• _The task_
Bring together copies of the lines in the data below that contain the word "suit".

• _Dataset content_
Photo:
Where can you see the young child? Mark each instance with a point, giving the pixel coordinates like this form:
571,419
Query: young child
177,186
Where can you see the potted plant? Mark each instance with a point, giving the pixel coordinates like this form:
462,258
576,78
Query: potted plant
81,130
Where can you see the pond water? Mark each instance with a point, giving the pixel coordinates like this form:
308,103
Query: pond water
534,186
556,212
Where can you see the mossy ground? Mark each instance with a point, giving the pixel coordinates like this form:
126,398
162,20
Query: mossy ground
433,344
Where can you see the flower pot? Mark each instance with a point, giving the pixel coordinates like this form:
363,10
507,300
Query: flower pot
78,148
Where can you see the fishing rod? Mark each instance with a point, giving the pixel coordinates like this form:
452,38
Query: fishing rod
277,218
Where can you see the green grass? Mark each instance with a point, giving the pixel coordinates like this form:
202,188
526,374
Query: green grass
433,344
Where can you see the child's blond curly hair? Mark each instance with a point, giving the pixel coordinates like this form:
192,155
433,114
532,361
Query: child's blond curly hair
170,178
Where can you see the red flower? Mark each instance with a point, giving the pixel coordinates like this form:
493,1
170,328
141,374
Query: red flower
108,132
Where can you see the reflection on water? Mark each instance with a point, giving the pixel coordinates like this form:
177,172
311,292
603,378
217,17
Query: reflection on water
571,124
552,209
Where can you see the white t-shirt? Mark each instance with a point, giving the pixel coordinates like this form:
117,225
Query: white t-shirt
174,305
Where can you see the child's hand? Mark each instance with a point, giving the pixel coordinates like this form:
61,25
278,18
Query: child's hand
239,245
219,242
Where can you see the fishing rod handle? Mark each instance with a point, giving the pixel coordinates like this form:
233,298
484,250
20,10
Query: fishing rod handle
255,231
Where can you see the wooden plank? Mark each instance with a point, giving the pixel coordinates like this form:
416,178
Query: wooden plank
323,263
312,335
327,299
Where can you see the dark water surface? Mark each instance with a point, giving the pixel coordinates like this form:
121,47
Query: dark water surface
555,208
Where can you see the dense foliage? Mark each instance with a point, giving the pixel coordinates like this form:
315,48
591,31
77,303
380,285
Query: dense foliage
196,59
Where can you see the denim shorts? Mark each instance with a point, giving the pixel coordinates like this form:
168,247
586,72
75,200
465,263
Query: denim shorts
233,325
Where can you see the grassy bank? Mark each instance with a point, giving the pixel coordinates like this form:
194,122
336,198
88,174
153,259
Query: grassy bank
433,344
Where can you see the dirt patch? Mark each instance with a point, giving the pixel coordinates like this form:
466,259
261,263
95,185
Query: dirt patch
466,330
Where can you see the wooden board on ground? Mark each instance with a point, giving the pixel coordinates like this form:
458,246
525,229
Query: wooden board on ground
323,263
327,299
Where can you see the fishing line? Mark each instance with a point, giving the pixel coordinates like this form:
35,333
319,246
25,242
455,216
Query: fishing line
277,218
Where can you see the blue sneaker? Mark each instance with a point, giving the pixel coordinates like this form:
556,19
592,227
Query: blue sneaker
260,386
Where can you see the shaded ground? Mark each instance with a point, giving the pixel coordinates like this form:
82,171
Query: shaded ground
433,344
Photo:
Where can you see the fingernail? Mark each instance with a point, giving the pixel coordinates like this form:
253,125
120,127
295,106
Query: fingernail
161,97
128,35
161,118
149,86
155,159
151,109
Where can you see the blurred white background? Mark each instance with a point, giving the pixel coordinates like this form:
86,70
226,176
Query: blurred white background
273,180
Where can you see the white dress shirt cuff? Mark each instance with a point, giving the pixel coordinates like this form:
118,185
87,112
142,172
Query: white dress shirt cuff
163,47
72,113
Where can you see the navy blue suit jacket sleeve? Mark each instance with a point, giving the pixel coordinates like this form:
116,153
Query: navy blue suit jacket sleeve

--

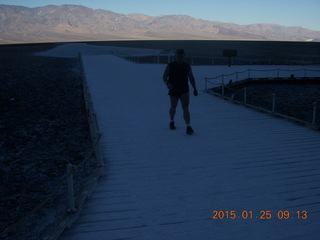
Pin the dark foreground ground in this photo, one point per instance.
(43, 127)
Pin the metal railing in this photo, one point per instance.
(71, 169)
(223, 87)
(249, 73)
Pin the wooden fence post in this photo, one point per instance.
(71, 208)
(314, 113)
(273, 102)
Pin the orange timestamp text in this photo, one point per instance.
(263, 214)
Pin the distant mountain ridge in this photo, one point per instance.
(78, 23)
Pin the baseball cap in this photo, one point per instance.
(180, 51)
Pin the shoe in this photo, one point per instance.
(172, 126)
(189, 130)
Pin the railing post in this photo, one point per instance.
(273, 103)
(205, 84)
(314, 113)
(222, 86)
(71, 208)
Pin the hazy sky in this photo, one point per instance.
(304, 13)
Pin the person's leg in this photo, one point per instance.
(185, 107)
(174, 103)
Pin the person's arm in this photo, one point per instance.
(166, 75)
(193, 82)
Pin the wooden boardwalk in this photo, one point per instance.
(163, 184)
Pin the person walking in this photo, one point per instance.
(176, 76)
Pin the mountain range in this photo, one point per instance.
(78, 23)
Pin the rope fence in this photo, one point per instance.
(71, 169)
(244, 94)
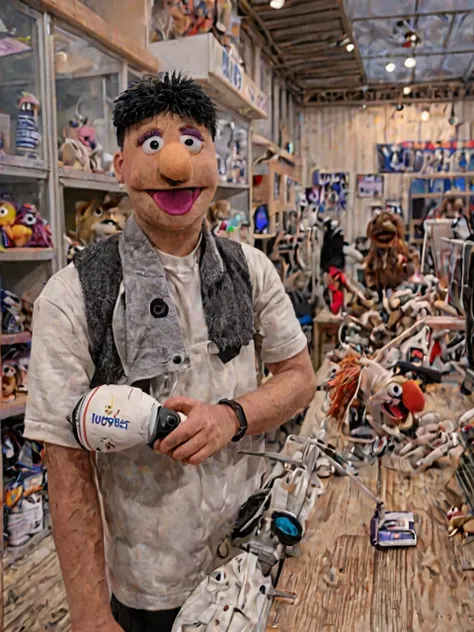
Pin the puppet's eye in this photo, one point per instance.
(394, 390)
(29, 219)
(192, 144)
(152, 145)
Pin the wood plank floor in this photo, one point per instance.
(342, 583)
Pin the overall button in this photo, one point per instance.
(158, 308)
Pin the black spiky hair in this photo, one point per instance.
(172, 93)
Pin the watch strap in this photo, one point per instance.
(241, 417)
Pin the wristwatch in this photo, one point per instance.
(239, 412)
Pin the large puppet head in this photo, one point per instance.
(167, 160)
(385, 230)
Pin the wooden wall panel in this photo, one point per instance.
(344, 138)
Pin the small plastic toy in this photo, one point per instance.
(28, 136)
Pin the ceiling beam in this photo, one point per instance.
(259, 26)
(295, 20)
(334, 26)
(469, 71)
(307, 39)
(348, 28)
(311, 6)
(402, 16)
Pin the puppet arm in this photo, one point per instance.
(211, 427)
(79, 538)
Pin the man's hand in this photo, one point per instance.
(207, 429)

--

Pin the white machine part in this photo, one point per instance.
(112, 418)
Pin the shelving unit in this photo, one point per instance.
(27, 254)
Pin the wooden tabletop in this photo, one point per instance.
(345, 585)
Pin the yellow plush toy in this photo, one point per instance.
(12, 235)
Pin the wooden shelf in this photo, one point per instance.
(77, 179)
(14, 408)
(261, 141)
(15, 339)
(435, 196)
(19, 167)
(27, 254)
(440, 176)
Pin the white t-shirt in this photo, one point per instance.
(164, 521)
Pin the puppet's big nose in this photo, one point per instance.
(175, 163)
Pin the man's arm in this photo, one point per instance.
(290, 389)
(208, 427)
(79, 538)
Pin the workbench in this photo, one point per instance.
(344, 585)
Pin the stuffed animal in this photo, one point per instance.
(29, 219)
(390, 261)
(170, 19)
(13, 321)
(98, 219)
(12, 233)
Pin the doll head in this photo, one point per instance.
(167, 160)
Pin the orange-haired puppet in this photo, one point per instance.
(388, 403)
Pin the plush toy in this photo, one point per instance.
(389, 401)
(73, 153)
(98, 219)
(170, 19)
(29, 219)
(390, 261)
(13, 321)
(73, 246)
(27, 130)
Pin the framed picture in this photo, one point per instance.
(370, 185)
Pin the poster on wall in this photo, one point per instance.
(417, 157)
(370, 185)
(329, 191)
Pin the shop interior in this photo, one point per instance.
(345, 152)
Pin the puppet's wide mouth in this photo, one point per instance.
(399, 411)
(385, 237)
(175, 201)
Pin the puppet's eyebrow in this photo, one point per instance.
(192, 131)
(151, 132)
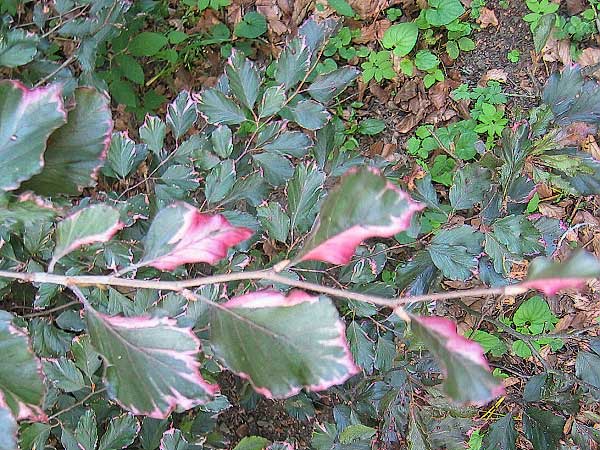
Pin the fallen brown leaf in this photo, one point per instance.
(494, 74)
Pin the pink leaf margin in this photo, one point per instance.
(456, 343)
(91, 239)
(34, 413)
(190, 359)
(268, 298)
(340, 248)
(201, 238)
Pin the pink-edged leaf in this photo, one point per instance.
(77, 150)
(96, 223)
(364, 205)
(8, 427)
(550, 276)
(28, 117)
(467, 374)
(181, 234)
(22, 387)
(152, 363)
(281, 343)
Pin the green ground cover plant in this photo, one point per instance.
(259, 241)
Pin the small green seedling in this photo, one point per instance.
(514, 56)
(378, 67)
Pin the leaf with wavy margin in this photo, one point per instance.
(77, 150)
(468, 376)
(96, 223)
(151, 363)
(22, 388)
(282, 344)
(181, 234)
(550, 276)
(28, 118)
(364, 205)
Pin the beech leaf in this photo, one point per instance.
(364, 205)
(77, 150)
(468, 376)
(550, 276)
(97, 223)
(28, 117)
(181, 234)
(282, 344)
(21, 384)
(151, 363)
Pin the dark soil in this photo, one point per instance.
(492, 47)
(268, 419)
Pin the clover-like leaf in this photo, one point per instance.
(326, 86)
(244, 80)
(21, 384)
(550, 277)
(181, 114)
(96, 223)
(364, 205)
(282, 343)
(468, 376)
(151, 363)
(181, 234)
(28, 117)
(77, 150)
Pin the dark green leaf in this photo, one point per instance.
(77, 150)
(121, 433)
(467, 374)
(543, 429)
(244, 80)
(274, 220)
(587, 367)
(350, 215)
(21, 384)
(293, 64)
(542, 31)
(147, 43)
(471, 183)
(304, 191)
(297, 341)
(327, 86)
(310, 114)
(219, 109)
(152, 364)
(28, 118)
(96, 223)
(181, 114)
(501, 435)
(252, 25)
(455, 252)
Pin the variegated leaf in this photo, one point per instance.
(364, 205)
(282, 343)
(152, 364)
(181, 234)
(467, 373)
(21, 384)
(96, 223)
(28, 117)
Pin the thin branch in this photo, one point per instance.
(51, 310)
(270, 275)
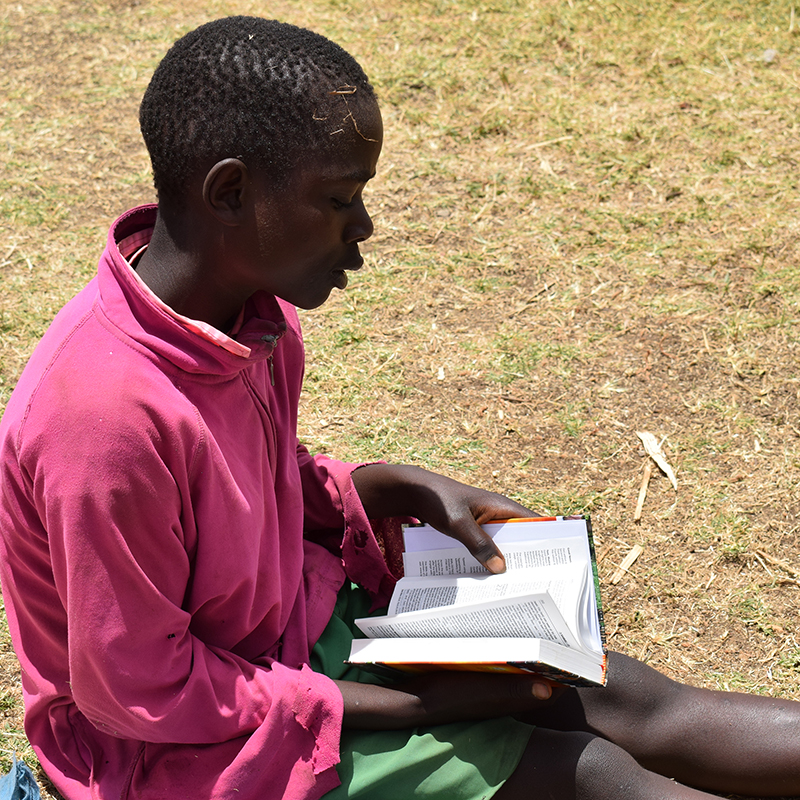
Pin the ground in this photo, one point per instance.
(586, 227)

• _Solution to this problem_
Where can you see the navy blue suit jacket sleeve? Mark each instance with a point, giving the pixel coordinates like this form:
Query: navy blue suit jacket sleeve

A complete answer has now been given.